EXTRACTED DATA section start

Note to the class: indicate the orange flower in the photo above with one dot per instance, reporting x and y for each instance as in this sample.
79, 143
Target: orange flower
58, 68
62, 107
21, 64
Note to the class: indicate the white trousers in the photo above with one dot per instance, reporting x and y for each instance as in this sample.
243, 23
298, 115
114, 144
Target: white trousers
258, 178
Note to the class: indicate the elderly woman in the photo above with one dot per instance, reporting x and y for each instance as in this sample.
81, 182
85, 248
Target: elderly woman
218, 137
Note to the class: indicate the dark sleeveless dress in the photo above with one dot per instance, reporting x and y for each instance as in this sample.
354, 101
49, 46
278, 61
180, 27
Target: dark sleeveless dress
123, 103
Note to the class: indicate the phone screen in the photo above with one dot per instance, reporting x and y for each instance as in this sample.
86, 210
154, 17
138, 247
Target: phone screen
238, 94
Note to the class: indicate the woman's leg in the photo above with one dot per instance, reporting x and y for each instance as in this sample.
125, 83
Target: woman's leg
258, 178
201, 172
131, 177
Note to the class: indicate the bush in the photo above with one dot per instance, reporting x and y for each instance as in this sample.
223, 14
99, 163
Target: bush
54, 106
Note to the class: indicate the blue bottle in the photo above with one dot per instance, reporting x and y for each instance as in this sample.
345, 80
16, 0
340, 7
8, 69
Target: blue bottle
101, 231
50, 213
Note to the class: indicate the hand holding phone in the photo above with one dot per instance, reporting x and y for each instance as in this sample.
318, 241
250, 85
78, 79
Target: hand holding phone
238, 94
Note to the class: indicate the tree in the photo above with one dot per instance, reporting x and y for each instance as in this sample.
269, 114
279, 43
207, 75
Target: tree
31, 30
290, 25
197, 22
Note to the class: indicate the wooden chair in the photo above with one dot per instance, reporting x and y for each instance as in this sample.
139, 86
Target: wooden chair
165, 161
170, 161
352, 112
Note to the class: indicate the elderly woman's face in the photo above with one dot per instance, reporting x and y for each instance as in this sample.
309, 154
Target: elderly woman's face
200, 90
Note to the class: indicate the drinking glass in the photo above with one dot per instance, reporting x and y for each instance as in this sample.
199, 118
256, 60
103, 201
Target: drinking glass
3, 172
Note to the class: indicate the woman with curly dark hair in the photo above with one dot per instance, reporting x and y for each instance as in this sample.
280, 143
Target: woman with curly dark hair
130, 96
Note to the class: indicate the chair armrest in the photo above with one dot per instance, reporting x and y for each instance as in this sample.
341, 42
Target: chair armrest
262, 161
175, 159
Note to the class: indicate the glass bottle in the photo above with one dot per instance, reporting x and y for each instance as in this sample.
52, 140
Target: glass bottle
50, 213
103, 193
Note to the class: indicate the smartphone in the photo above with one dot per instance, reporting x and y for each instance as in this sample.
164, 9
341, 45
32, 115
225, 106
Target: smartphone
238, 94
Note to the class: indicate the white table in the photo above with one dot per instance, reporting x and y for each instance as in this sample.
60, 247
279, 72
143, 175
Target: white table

EXTRACTED DATA section end

Select all lines with the word "table" from the entries above.

RESULT:
Note to the class: indicate the white table in the photo above with one dot per instance, reporting x and y for each instance as in this sample.
Target: white table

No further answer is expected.